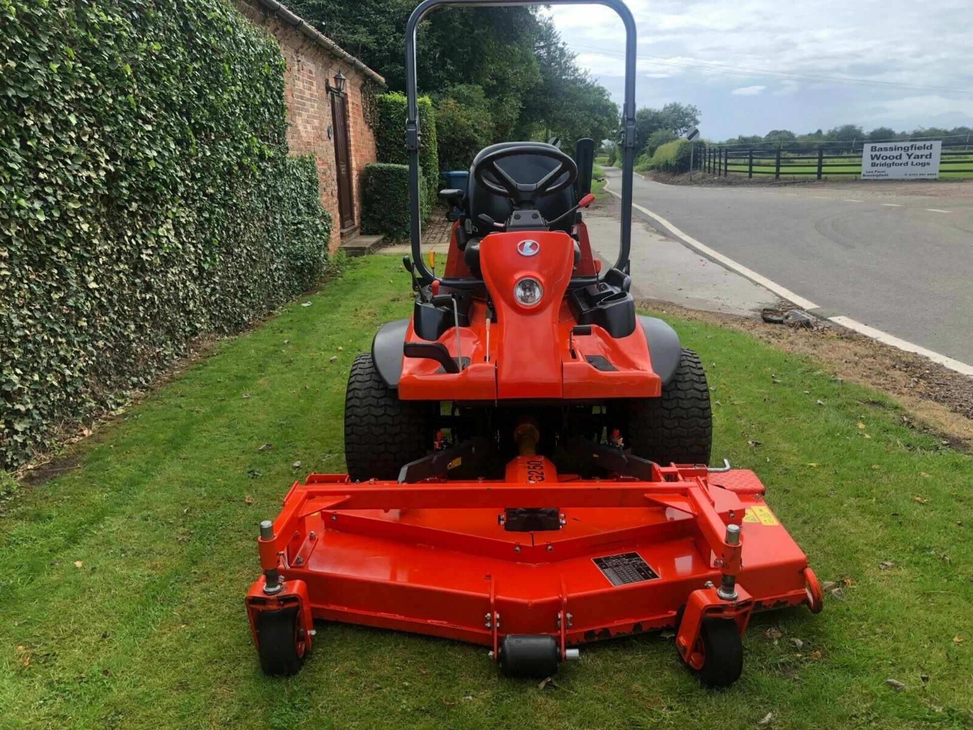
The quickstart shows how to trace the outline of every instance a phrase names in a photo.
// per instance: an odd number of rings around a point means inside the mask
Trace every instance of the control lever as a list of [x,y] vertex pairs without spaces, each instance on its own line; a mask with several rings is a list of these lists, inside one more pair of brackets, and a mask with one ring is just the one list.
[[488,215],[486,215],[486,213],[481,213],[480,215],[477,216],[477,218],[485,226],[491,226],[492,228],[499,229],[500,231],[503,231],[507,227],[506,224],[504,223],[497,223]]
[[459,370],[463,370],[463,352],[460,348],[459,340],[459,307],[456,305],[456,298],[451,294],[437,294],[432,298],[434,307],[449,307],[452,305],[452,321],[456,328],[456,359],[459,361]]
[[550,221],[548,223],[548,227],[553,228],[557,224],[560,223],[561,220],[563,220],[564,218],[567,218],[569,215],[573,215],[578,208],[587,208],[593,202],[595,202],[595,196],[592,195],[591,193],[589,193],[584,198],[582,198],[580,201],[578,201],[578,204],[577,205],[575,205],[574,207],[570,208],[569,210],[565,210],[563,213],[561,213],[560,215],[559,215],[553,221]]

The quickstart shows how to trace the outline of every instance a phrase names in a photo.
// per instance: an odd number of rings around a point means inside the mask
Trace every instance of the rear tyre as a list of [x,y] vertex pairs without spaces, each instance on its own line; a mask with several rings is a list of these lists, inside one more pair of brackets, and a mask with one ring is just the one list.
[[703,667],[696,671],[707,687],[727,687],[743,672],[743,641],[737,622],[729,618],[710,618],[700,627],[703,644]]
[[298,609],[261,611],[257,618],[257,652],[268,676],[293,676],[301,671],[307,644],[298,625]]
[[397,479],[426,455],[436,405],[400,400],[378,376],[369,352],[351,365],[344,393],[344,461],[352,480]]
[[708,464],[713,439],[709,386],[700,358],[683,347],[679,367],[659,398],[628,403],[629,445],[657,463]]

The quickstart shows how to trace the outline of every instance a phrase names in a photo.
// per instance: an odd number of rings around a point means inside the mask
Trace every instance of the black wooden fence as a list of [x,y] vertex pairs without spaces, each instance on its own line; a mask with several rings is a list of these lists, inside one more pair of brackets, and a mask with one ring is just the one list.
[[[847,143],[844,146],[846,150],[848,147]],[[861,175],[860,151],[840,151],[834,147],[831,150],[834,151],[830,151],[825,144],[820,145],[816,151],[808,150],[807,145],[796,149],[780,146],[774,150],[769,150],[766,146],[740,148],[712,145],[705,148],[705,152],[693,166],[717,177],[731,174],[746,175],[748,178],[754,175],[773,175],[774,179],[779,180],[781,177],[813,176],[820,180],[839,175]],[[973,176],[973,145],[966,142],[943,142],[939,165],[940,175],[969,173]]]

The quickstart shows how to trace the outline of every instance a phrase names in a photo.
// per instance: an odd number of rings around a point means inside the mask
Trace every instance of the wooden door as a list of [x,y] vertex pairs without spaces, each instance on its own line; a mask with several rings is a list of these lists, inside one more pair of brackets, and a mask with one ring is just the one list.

━━━━

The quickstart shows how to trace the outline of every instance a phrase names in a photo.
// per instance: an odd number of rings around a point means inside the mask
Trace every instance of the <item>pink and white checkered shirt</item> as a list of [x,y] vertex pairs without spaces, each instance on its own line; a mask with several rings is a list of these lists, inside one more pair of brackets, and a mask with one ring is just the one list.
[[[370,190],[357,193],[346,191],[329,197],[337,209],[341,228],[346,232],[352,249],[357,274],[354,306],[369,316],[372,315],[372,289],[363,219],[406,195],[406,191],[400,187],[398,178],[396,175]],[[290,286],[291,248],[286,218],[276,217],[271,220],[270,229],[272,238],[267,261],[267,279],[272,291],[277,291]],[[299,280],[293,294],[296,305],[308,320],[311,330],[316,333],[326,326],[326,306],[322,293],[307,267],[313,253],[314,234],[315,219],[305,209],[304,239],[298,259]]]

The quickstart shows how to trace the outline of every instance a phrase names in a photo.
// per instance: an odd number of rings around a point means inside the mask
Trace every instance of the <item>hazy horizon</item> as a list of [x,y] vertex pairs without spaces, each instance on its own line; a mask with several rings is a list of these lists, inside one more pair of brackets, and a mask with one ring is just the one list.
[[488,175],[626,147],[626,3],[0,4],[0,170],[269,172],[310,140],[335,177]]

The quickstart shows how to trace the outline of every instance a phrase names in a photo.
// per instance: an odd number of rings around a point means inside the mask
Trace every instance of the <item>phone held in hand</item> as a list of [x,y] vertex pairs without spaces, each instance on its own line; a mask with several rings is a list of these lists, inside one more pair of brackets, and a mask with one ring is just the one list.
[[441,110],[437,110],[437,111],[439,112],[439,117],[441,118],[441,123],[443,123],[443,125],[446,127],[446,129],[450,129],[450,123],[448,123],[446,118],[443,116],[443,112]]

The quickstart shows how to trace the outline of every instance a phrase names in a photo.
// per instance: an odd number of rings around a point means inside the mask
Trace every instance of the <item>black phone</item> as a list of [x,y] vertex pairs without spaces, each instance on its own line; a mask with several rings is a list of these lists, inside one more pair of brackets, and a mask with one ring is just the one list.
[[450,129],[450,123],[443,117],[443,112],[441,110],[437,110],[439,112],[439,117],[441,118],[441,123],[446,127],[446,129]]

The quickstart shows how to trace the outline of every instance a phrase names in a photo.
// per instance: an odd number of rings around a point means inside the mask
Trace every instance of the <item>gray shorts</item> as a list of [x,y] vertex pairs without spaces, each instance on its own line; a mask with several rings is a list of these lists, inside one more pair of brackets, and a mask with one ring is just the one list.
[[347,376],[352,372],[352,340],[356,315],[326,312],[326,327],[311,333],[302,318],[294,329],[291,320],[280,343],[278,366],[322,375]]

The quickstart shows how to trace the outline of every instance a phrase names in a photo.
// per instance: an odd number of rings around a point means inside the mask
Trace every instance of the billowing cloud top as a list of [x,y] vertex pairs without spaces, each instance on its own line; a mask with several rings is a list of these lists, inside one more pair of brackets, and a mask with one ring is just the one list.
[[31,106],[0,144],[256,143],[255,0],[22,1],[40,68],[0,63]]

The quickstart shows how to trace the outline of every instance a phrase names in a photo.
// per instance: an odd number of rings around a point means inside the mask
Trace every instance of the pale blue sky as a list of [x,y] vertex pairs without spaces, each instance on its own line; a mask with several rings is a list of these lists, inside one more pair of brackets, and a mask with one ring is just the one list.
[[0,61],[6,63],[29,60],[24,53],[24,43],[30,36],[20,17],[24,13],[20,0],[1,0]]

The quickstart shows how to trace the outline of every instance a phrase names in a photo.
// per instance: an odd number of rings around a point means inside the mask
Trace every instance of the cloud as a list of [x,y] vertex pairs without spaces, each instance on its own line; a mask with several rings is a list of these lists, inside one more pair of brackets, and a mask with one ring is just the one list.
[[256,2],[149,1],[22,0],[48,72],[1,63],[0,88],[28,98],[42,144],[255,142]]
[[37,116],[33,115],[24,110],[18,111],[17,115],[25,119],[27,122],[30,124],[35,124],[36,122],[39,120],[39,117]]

━━━━

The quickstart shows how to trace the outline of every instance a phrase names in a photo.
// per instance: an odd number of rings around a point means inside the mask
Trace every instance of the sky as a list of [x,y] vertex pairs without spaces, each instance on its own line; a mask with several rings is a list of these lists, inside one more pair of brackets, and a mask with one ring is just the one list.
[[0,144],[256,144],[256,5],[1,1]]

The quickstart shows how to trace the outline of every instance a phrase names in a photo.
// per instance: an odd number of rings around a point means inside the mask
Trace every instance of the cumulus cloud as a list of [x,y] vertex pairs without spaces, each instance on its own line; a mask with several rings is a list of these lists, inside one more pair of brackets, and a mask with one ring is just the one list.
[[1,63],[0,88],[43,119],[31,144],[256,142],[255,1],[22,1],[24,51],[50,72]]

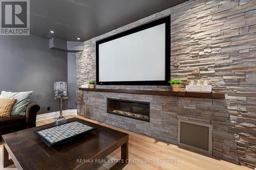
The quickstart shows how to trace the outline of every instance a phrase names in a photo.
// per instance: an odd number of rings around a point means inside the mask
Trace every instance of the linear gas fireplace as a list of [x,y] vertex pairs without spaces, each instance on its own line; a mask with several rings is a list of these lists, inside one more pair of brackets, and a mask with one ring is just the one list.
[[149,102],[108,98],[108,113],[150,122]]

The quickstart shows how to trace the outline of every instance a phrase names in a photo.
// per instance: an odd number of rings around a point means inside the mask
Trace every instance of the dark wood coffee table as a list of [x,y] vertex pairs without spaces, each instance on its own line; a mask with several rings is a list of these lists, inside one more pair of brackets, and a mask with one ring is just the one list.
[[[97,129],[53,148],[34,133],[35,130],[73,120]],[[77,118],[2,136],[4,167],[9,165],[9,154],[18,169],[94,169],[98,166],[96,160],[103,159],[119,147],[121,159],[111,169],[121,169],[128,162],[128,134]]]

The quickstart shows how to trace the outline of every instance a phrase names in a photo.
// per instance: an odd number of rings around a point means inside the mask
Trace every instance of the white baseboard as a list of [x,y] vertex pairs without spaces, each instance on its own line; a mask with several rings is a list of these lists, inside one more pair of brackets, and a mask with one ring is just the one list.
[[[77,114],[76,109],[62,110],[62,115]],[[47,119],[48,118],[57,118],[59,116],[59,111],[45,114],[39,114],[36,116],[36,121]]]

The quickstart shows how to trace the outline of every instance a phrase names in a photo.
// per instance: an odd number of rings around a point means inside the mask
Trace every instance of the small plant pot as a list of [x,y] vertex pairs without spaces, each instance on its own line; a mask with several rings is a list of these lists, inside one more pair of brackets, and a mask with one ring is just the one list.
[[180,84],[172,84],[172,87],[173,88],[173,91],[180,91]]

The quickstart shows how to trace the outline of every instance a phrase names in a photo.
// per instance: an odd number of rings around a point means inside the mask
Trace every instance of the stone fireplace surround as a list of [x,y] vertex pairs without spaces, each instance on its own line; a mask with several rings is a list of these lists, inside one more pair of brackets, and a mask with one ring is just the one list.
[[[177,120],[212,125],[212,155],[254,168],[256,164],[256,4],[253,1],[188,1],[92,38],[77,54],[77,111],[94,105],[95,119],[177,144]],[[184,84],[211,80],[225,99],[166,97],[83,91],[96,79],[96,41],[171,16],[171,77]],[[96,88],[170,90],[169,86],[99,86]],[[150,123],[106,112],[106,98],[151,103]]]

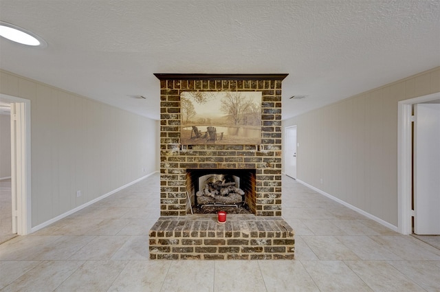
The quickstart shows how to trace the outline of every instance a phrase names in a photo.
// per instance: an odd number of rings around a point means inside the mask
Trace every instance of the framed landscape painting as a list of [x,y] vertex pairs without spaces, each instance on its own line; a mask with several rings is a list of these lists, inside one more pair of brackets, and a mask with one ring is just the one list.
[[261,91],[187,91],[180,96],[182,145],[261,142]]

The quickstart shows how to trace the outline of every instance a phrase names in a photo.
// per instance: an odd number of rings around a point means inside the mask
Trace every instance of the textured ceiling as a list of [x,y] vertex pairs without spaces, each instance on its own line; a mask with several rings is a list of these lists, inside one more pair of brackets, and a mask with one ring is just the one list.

━━━━

Please count how many lines in the items above contain the string "pink". Give only the number.

1